(Items listed in a dataset)
----------------------------------------
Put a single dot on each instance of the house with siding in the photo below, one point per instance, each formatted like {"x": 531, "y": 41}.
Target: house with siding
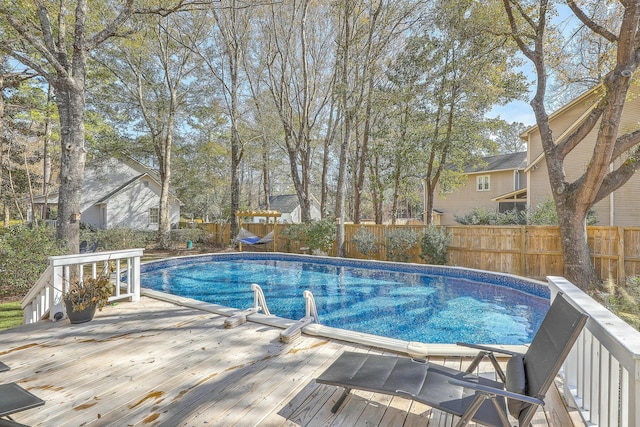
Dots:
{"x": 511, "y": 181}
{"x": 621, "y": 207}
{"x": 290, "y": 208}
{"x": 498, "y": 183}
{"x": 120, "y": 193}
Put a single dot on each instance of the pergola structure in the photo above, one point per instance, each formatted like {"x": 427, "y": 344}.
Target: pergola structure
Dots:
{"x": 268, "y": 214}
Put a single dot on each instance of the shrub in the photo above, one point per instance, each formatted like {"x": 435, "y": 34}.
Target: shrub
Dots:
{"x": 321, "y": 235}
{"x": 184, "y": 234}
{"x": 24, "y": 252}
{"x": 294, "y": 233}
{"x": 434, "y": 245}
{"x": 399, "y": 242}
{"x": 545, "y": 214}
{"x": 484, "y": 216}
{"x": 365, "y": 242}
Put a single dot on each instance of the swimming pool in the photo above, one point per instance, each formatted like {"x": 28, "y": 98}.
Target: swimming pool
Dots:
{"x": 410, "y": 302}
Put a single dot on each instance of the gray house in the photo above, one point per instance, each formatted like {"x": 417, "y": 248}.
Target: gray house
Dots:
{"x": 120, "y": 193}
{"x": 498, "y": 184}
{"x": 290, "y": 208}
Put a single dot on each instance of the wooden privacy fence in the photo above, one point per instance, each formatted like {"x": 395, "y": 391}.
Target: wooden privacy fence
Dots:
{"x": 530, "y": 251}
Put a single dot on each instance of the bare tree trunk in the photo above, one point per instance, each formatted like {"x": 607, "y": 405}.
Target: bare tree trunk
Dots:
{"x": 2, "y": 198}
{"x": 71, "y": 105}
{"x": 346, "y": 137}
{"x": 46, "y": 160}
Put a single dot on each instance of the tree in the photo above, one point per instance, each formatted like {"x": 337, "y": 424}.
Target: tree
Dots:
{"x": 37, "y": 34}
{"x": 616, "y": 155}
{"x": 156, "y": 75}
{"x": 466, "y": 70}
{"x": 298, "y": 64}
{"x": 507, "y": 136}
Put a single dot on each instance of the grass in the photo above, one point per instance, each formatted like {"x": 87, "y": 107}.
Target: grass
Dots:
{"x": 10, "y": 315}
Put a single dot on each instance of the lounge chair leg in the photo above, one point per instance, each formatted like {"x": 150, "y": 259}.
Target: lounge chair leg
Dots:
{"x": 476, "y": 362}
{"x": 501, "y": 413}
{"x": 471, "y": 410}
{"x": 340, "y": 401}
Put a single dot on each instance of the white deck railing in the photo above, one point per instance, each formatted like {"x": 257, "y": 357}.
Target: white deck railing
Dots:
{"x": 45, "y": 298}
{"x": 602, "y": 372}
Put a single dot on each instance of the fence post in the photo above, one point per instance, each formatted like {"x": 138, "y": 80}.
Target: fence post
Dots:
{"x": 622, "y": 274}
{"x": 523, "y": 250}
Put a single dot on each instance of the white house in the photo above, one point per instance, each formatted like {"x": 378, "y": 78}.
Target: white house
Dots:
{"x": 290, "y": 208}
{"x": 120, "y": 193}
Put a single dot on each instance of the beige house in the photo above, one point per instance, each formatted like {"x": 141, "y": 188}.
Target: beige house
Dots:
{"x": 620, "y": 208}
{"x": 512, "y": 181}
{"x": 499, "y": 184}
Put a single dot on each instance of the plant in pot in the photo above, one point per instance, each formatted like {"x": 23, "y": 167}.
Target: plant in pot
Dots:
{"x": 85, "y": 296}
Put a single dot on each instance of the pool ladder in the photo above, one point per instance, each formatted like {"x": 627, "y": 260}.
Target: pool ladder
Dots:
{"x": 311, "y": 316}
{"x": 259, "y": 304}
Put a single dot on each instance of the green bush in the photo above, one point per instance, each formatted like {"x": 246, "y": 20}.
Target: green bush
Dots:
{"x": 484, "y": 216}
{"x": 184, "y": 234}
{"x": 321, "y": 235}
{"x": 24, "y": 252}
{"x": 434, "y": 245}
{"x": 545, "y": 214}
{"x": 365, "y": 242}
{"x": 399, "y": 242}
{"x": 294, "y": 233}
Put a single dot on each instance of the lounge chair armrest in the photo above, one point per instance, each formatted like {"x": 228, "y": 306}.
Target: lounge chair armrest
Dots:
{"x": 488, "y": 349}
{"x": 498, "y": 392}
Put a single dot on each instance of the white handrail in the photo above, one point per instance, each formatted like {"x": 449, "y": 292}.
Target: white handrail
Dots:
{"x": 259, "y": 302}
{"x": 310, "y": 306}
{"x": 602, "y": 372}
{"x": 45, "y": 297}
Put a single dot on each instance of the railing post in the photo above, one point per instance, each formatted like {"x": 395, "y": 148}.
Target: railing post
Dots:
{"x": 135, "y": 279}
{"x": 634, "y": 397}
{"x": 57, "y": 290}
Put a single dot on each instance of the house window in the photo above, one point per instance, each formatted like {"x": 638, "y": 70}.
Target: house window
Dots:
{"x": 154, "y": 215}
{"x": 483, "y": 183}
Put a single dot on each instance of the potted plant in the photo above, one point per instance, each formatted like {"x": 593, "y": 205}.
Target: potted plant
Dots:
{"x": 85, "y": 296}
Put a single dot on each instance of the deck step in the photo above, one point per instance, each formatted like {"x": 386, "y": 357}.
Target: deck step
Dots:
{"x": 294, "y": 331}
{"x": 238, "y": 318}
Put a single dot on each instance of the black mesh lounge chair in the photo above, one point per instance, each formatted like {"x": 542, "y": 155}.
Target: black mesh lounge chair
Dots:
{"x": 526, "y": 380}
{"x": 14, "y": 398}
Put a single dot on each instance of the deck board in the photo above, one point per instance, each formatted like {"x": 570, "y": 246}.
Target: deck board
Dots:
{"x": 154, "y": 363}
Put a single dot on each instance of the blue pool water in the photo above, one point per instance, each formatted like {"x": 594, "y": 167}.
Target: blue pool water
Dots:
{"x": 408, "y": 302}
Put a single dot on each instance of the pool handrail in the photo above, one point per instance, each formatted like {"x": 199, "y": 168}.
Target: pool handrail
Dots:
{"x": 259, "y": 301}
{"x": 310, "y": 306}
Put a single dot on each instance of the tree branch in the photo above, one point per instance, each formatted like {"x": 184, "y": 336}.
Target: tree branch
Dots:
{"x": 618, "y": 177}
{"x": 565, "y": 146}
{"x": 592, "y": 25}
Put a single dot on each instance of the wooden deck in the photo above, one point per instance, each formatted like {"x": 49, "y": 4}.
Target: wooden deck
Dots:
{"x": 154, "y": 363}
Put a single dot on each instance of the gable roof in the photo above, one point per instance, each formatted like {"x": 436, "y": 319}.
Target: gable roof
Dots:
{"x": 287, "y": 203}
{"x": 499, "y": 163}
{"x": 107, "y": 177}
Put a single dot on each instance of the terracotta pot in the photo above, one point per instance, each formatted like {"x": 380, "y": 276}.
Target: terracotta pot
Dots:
----------------------------------------
### [What the task asks]
Write out the listing above exactly as it stands, pictures excluded.

### [Task output]
Put a single dot on each instance of the house with siding in the photo below, one point per instance, each formatted like {"x": 531, "y": 41}.
Target: house with siding
Dots:
{"x": 511, "y": 181}
{"x": 621, "y": 207}
{"x": 290, "y": 208}
{"x": 498, "y": 183}
{"x": 120, "y": 193}
Put a single dot on each instance of the pergola structure in the photo above, one point per instance, each formatted like {"x": 427, "y": 344}.
Target: pergola structure
Dots:
{"x": 268, "y": 214}
Put a single dot on each instance of the shrub in the photo above, one point per instance, each formatted like {"x": 435, "y": 34}.
Target: shrub
Dots:
{"x": 321, "y": 235}
{"x": 184, "y": 234}
{"x": 24, "y": 252}
{"x": 294, "y": 233}
{"x": 434, "y": 245}
{"x": 399, "y": 242}
{"x": 545, "y": 214}
{"x": 484, "y": 216}
{"x": 365, "y": 242}
Put a single dot on each instance of the swimming pool in the photo above, one point per instance, each formatted like {"x": 28, "y": 98}.
Target: swimming pool
Dots:
{"x": 410, "y": 302}
Put a single dot on each instance of the gray house in the photo above, one point per instance, each formatted like {"x": 417, "y": 248}.
Target: gray house
Dots:
{"x": 120, "y": 193}
{"x": 498, "y": 184}
{"x": 290, "y": 208}
Put a single dot on each instance of the wooden privacy fence in the photo above, one point per instance, each formatted like {"x": 395, "y": 391}.
Target: wooden privacy fence
Dots:
{"x": 530, "y": 251}
Put a single dot on each instance of the bare tree trunk in the photo above, one point per instance, each formatted like {"x": 607, "y": 405}.
Target: bare tree trunk
Dots:
{"x": 2, "y": 198}
{"x": 71, "y": 105}
{"x": 346, "y": 137}
{"x": 46, "y": 160}
Put a single dot on each instance of the tree in the photo above, one point per instance, each formatted like {"x": 337, "y": 424}.
Target: tree
Dots:
{"x": 37, "y": 34}
{"x": 616, "y": 155}
{"x": 156, "y": 75}
{"x": 466, "y": 70}
{"x": 298, "y": 64}
{"x": 507, "y": 136}
Put a single dot on each instance of the grass in the photo above, one point per instance, each formatted like {"x": 87, "y": 107}.
Target: grass
Dots:
{"x": 10, "y": 315}
Put a single dot on each instance of the lounge chair leg in the photo above, one point per instance, each formatted like {"x": 150, "y": 259}.
Target: lounge chair leg
Dots:
{"x": 476, "y": 362}
{"x": 501, "y": 413}
{"x": 471, "y": 410}
{"x": 340, "y": 401}
Put a single dot on each instance of the white deck railing in the photo above, one point per instance, each formatted like {"x": 257, "y": 357}.
Target: white deck railing
Dots:
{"x": 45, "y": 298}
{"x": 602, "y": 372}
Put a single dot on each instance of the fence post in the photo above, one point per instance, each formatted like {"x": 138, "y": 80}.
Target: fence post
Dots:
{"x": 622, "y": 274}
{"x": 523, "y": 250}
Put a single dot on each instance of the white house in the photo above, one point per instance, each formatted like {"x": 378, "y": 78}.
Target: white house
Dots:
{"x": 290, "y": 208}
{"x": 120, "y": 193}
Put a single dot on each instance of the beige house in the photo above, one point per instance, each formatted like {"x": 141, "y": 188}.
Target: beige house
Dots:
{"x": 620, "y": 208}
{"x": 512, "y": 181}
{"x": 499, "y": 184}
Put a single dot on each instance of the plant in pot in the photo above, one point per instance, each formatted like {"x": 23, "y": 167}.
Target: plant in pot
Dots:
{"x": 85, "y": 296}
Put a single dot on each instance of the pool ladder in the photo above, one point per instance, each formatted like {"x": 627, "y": 260}.
Target: pool ladder
Dots:
{"x": 311, "y": 316}
{"x": 259, "y": 304}
Put a single dot on each instance of the green bush in the photo above, one point per instance, each formatted like {"x": 246, "y": 20}.
Target: green bush
Dots:
{"x": 484, "y": 216}
{"x": 184, "y": 234}
{"x": 321, "y": 235}
{"x": 24, "y": 252}
{"x": 434, "y": 245}
{"x": 545, "y": 214}
{"x": 365, "y": 242}
{"x": 399, "y": 242}
{"x": 294, "y": 233}
Put a single dot on each instance of the lounge chair armrest in the photo above, one point per instance, each formatted like {"x": 228, "y": 306}.
Target: lounge chair armrest
Dots:
{"x": 488, "y": 349}
{"x": 498, "y": 392}
Put a single dot on each instance of the white handrail in the photo above, one point per instance, each formatted like {"x": 449, "y": 292}.
Target: white handrail
Dots:
{"x": 259, "y": 302}
{"x": 310, "y": 306}
{"x": 602, "y": 372}
{"x": 45, "y": 297}
Put a single dot on each instance of the railing post in the photo above, one point per instance, each formatted like {"x": 395, "y": 148}.
Target: railing post
Dots:
{"x": 135, "y": 279}
{"x": 634, "y": 397}
{"x": 57, "y": 290}
Put a single dot on each instance of the house window in the photo above, one point per instance, each formatted like {"x": 638, "y": 70}.
Target: house window
Dots:
{"x": 154, "y": 215}
{"x": 483, "y": 183}
Put a single dot on each instance of the potted plant in the photo above, one point per instance, each formatted like {"x": 593, "y": 205}.
Target: potted plant
Dots:
{"x": 85, "y": 296}
Put a single dot on each instance of the deck step in the photo above, one point per instance, each formatted like {"x": 386, "y": 357}.
Target: deck step
Dots:
{"x": 294, "y": 331}
{"x": 238, "y": 318}
Put a single dot on each instance of the black mesh lounge chair in the photo above, one point per instance, each formatted like {"x": 542, "y": 155}.
Target: black mesh lounge chair
Dots:
{"x": 526, "y": 380}
{"x": 14, "y": 398}
Put a single dot on each instance of the deck board in the photo above, one point per instance, each formatted like {"x": 570, "y": 246}.
Target: deck board
Dots:
{"x": 154, "y": 363}
Put a single dot on each instance of the blue pool water in the photo above, one point per instance, each formatted like {"x": 594, "y": 167}.
Target: blue pool water
Dots:
{"x": 408, "y": 302}
Put a single dot on each instance of the pool handrail in the photo above, one point per instance, each formatted like {"x": 199, "y": 168}.
Target: pool handrail
Dots:
{"x": 259, "y": 301}
{"x": 310, "y": 306}
Put a single dot on each instance of the tree branch in the photo above, one point per instance, each formatted like {"x": 184, "y": 336}.
Target: tree branch
Dots:
{"x": 618, "y": 177}
{"x": 565, "y": 146}
{"x": 592, "y": 25}
Put a single dot on each instance of the wooden deck in the photo above, one point per instance, each formatted like {"x": 49, "y": 4}.
Target: wooden deck
Dots:
{"x": 154, "y": 363}
Put a single dot on each instance of the gable roof in the photo above, one point per instance, each formatted like {"x": 436, "y": 319}.
Target: gable roof
Dots:
{"x": 287, "y": 203}
{"x": 499, "y": 163}
{"x": 107, "y": 177}
Put a single dot on each instance of the terracotta pot in the photo above, one point per instance, each formatted like {"x": 380, "y": 276}.
Target: terracotta pot
Dots:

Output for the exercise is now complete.